Task objective: Copy the rows below, from the line containing "Which pixel sits on the beige" through the last row, with the request lines included. Shift every coordinate in the answers by adding -113 to it.

Stored data:
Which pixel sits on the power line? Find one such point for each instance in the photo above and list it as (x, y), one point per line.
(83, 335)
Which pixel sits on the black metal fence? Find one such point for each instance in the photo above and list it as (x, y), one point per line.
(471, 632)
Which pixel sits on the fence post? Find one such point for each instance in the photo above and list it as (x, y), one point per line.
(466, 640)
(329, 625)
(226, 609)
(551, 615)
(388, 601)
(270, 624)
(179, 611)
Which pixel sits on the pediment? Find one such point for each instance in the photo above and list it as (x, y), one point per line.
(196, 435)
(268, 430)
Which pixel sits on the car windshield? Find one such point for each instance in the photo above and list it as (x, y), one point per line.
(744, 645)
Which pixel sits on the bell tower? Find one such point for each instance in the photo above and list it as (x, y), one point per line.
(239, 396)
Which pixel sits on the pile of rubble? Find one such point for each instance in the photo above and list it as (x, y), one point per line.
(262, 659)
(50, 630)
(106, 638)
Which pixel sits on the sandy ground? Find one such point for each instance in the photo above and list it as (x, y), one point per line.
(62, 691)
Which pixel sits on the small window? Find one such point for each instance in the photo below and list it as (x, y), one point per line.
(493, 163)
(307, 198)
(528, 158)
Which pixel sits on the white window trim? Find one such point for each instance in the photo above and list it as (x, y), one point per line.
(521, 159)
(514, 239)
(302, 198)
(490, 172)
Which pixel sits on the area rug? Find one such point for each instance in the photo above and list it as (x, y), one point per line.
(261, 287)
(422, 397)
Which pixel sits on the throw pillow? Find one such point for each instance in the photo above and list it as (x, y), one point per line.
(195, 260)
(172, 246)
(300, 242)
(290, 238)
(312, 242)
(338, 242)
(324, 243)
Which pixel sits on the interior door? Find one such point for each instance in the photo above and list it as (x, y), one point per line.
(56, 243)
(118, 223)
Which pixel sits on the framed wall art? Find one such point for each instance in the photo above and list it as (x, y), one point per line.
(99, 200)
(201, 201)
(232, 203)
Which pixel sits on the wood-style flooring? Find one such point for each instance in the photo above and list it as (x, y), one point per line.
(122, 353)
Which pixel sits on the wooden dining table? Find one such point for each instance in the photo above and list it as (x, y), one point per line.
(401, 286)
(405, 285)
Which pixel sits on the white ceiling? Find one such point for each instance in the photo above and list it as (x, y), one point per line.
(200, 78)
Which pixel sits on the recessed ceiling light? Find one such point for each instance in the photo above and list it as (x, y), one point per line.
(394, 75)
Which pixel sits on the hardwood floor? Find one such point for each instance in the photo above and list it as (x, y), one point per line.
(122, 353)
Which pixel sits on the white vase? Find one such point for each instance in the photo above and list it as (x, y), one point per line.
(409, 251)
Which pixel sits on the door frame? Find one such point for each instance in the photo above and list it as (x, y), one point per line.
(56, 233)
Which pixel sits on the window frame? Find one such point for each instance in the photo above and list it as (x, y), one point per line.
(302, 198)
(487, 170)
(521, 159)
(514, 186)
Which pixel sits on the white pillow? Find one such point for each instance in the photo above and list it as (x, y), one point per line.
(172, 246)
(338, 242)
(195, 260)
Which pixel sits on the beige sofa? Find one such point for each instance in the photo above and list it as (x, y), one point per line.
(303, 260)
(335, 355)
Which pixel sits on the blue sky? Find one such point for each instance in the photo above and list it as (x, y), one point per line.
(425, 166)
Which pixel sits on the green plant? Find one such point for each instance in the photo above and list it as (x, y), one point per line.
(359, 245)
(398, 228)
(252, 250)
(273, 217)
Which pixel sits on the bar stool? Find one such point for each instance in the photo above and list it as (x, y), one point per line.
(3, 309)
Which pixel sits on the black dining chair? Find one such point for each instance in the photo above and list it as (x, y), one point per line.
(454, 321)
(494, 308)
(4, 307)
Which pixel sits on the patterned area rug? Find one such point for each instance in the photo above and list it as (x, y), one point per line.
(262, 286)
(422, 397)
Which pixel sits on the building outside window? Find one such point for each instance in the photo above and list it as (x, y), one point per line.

Solution to this problem:
Which pixel sits on the beige sofa? Find one such point for each instance in the photo above and list it as (x, y), one point per line.
(190, 147)
(222, 242)
Which pixel sits on the blue sky? Find one such point for each instance in the photo above and list it as (x, y), one point per line.
(312, 53)
Which pixel sits on the green plant? Find one such point for each instance in the photo above and list it as (x, y), one point per line.
(246, 132)
(285, 115)
(139, 137)
(160, 104)
Which pixel sits on the bar stool? Find one such point for each instance in the photo above and list it as (x, y), one point per line.
(-110, 196)
Which pixel sits on the black dining chair? Find one such point for each instance in the photo above and list it as (x, y), one point per line.
(341, 208)
(381, 195)
(-109, 194)
Which pixel sits on the patterned area rug? Find one such point for each instance in the photo above and list it as (x, y), one point per line.
(149, 173)
(309, 284)
Which pixel sits on the building outside window? Find one such point for each instance in the photo above and list it as (x, y), one point per line.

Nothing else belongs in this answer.